Text excerpt:

┄┄┄┄┄┄┄┄┄┄┄┄┄┄┄┄┄┄┄┄

It isn’t a bad idea to value someone who has done the best job; in fact, our society is founded on it. Promotions at work, elections in our own student government, the sports teams we so ardently ignore here at Brandeis—all of it comes back to winning. It would be absurd to think that our society as a whole, would be able to rethink our societal goals and how we value people. Most of what we set out to do in our lives relies on our capacity to beat out others, which is the standard we set in determining ourselves successful.
Yet when confronted with the truth, too often people are content to let the team, the hero remain on top all because we want to be winners. As a friend of mine passionately discussed the horrors that occurred at Penn State, in the same breath she defended and deflected against the accusations of the University of North Carolina men’s basketball academic program that violated countless laws in an attempt to keep players eligible. The actions that the school undertook to maintain players at Carolina in order to win basketball games, goes unnoticed by the Carolina community. Quick to point fingers at Paterno, they refuse to see their own shortcomings.

┄┄┄┄┄┄┄┄┄┄┄┄┄┄┄┄┄┄┄┄

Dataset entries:
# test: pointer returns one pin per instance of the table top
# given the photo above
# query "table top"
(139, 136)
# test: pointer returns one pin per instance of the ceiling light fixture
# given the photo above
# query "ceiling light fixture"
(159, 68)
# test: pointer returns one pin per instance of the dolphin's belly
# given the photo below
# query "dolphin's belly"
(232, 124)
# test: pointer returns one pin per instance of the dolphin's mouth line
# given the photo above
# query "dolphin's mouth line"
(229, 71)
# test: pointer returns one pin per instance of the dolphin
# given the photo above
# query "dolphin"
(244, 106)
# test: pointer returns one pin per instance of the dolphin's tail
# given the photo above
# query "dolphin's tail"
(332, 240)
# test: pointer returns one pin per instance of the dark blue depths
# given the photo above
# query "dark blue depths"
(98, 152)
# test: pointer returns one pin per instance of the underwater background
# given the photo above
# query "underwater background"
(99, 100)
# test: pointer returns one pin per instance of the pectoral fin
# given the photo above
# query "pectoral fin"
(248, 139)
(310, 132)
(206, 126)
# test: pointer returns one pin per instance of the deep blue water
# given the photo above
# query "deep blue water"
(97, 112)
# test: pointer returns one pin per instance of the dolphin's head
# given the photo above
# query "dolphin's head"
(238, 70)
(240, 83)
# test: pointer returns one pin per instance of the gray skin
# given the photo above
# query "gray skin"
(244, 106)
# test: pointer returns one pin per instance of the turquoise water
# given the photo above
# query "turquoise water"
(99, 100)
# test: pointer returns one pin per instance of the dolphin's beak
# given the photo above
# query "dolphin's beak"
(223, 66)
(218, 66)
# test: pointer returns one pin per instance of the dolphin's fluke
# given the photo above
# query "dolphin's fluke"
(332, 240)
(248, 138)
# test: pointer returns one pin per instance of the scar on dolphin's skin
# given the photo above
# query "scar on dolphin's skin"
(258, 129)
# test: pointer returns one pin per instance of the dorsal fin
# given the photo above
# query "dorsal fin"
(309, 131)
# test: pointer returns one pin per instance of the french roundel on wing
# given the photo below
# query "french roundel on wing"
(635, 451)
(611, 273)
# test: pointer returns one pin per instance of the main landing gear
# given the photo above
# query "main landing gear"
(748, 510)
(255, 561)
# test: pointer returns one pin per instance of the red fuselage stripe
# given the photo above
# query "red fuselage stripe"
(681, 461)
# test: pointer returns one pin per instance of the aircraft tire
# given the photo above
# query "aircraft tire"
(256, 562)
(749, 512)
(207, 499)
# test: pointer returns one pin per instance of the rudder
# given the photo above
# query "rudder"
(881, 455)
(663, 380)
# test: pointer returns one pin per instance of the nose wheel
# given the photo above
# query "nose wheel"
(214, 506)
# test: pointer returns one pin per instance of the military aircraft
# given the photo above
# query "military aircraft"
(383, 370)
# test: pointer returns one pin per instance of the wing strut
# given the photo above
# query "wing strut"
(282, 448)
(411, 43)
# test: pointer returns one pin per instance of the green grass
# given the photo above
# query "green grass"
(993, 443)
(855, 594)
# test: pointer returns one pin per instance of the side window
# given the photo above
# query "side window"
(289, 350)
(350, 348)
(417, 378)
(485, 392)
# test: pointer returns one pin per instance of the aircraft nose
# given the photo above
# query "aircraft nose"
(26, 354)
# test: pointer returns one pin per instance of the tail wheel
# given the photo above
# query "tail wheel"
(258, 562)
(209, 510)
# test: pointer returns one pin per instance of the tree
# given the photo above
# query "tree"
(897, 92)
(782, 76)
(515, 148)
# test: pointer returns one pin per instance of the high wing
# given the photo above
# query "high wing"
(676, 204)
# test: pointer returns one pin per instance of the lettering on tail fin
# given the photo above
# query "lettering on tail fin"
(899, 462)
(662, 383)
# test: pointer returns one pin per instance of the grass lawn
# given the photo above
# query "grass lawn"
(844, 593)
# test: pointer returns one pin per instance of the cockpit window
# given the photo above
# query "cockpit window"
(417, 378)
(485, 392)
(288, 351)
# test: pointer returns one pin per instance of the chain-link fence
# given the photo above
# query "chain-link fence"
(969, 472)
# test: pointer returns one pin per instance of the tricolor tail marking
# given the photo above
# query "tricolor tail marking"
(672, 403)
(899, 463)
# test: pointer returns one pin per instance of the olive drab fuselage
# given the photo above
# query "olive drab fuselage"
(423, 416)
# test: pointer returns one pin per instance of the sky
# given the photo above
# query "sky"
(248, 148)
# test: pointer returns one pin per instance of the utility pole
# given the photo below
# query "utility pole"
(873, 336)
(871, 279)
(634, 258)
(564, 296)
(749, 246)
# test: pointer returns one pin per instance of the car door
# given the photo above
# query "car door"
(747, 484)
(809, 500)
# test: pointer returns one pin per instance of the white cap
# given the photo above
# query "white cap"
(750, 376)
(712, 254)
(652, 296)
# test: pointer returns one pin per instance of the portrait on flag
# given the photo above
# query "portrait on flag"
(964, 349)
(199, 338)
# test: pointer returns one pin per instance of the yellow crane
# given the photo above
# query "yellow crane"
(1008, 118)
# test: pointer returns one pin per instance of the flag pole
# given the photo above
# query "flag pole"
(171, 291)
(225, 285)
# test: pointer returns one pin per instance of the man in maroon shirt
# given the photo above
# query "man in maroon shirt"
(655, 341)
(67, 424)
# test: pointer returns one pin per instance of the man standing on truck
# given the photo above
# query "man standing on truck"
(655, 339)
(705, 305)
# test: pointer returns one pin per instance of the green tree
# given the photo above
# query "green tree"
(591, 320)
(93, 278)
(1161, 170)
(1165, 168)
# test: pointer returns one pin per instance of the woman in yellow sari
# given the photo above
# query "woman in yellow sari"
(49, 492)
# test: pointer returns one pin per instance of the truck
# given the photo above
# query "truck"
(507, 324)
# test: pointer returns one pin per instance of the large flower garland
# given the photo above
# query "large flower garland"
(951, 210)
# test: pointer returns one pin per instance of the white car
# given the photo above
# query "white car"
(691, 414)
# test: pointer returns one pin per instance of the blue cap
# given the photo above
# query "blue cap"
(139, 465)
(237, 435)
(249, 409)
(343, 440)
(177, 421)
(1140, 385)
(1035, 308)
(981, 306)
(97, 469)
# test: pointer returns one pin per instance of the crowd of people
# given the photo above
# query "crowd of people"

┄┄┄┄┄┄┄┄┄┄┄┄┄┄┄┄┄┄┄┄

What you need to do:
A) Please repeat the passage on winning word for word, starting with "It isn’t a bad" and going on through "determining ourselves successful.".
B) Write what comes next in the passage on winning, picking up after its final sentence.

Replies:
A)
It isn’t a bad idea to value someone who has done the best job; in fact, our society is founded on it. Promotions at work, elections in our own student government, the sports teams we so ardently ignore here at Brandeis—all of it comes back to winning. It would be absurd to think that our society as a whole, would be able to rethink our societal goals and how we value people. Most of what we set out to do in our lives relies on our capacity to beat out others, which is the standard we set in determining ourselves successful.

B)
While seemingly unnecessary to point out, it remains an uncomfortable truth in our nation’s culture: these basketball players, football coaches and ultra-athletes serve as an inspiration to thousands of Americans who pledge not only their loyalty to these schools, teams and people, but also their time and money. We valued Lance Armstrong because he was the supreme winner. The man who climbed the impossibly high mountain with thigh muscles bulging, had previously preserved blood from weeks earlier running through his veins. These are the values that we are teaching the next generation and even the current ones: that winning, at all costs, is acceptable.
All of these factors in our society perpetuate America’s preoccupation with winning. Our global outlook as a country would be radically different if we weren’t so concerned with maintaining our number one status in the world.
As a nation, and a people, we need to find more value in the activities in which we partake.